▶ _Requirement_
Every entry is to be reproduced word for word, but the images are not.

━━━━

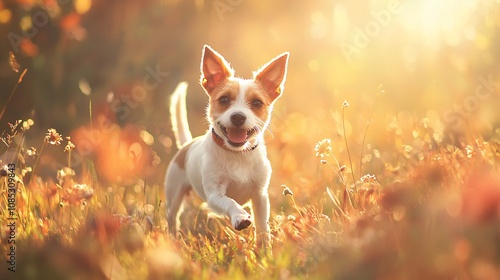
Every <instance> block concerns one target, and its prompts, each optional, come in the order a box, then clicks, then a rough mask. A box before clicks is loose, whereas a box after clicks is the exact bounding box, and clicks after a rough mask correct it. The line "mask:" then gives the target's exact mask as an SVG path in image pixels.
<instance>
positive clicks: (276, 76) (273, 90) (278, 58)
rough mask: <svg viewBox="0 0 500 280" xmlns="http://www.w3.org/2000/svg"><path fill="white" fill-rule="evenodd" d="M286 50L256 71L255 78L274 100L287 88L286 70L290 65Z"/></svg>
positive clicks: (280, 94)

━━━━

▶ _Your response_
Every <instance> block concerns one target, and its prompts, each optional, come in the order a box, then clicks, then a rough mask. A box before clicks is loose, whereas a box after clicks is the exact bounding box, and clicks after a rough mask correct it. The line "mask:" then gives the target's exact mask as an SVG path in image pixels.
<instance>
positive clicks: (276, 76) (273, 90) (278, 58)
rough mask: <svg viewBox="0 0 500 280" xmlns="http://www.w3.org/2000/svg"><path fill="white" fill-rule="evenodd" d="M286 50L256 71L255 78L274 100L287 88L286 70L290 65Z"/></svg>
positive clicks: (280, 94)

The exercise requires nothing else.